▶ _Data records_
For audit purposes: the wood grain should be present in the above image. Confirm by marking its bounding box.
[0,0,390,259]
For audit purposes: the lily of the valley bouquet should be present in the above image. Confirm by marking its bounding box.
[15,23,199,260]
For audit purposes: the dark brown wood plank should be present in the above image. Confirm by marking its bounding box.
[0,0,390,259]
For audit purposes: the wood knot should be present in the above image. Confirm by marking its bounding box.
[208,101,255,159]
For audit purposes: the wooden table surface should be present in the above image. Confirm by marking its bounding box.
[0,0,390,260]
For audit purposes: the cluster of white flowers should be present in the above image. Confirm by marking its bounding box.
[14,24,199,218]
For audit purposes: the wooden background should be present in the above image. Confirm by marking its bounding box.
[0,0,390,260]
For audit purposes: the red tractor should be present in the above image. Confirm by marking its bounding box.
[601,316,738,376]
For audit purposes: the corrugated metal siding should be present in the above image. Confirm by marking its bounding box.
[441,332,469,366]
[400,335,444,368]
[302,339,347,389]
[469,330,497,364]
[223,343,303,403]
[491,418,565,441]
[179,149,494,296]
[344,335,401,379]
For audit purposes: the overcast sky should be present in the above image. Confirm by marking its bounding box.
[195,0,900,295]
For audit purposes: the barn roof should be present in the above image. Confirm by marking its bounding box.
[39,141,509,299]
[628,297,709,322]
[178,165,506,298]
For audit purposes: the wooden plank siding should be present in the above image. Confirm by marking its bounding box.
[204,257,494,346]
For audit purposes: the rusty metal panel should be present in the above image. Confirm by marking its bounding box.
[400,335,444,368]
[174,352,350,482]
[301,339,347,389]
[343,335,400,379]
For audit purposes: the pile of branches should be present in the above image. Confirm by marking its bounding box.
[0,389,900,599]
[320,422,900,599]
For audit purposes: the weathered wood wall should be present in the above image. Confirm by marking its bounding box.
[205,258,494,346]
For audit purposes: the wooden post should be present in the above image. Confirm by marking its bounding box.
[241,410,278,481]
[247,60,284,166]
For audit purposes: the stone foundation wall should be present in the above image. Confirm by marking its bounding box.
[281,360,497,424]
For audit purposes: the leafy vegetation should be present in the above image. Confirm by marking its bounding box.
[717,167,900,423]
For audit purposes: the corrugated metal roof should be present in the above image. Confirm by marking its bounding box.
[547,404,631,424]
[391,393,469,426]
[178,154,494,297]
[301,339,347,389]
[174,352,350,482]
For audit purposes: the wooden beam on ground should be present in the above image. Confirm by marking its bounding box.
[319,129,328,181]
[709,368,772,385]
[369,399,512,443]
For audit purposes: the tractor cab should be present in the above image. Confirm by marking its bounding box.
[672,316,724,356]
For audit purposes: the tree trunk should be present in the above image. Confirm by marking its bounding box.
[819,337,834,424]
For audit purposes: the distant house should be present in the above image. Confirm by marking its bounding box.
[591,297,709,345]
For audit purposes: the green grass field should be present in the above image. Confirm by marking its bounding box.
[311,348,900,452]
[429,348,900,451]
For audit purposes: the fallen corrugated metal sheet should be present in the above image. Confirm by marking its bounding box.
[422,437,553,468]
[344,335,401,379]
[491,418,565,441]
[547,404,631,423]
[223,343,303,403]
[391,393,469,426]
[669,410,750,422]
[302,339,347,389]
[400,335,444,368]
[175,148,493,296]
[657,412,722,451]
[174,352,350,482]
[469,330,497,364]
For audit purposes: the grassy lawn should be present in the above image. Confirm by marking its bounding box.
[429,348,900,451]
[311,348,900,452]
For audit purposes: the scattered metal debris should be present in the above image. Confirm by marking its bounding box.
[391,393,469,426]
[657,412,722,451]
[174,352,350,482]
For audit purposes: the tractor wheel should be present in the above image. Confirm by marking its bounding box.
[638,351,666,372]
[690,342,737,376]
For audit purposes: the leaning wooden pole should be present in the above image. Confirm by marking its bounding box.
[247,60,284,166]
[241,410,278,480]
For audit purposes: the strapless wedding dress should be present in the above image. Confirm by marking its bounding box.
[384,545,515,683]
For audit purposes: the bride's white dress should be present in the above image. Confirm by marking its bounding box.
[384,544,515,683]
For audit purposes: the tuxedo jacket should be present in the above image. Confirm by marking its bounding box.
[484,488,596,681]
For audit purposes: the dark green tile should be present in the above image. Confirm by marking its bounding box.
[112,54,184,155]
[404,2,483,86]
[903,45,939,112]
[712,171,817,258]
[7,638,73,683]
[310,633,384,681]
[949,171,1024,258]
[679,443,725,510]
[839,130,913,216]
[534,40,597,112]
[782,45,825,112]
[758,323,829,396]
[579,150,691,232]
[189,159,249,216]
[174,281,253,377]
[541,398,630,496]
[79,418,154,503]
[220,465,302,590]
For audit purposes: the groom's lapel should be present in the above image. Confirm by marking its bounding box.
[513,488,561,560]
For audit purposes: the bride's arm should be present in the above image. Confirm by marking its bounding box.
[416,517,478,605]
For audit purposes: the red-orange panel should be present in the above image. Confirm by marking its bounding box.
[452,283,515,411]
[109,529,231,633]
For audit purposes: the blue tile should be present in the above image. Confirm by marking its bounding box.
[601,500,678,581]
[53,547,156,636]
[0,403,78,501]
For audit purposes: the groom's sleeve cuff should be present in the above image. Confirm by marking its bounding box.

▶ _Task to complete_
Scale the items from the line containing "For audit purposes: the fallen" up to and including the line containing "[484,488,596,681]", and give them all again, requests included. Multiply every bounding box coordinate in the answers by 0.6 and round to whole numbers, with halves going up.

▶ _Solved problem_
For audit purposes: the fallen corrugated metal sheet should be present in the above image. Confirm by marking its bounding box.
[253,262,332,281]
[206,201,241,227]
[295,251,339,265]
[328,242,379,254]
[134,206,182,242]
[235,236,281,256]
[401,246,450,253]
[181,203,208,233]
[240,201,266,221]
[105,89,296,178]
[394,247,433,271]
[104,211,210,289]
[281,198,298,218]
For audit purposes: the grassy lawn should be present in the above image. Confirm by marking its bounding box.
[257,209,540,271]
[187,209,540,271]
For audit purposes: the scattered metal debris should be present in the above image. Confirm by marking its bounding box.
[235,236,281,256]
[394,247,433,271]
[104,211,210,289]
For audit purposes: the tractor wheel should be present in the above image. Confirm by marking its bounding box.
[383,211,400,223]
[414,205,442,226]
For audit purposes: the leaning wooden pole should be present in the above image. Confirm by marking its bounding box.
[148,36,170,100]
[145,246,167,288]
For audit purposes: the strapless wedding dress should be present in the above image. Confirm by marking its bounding box.
[230,327,309,410]
For audit purposes: the bride's white dress should be present in the above image. Confirm by marking its bounding box.
[230,326,309,410]
For audit purposes: the tuxedo jacket should be present in the above image. Confirm by marking its bounding box.
[290,293,358,409]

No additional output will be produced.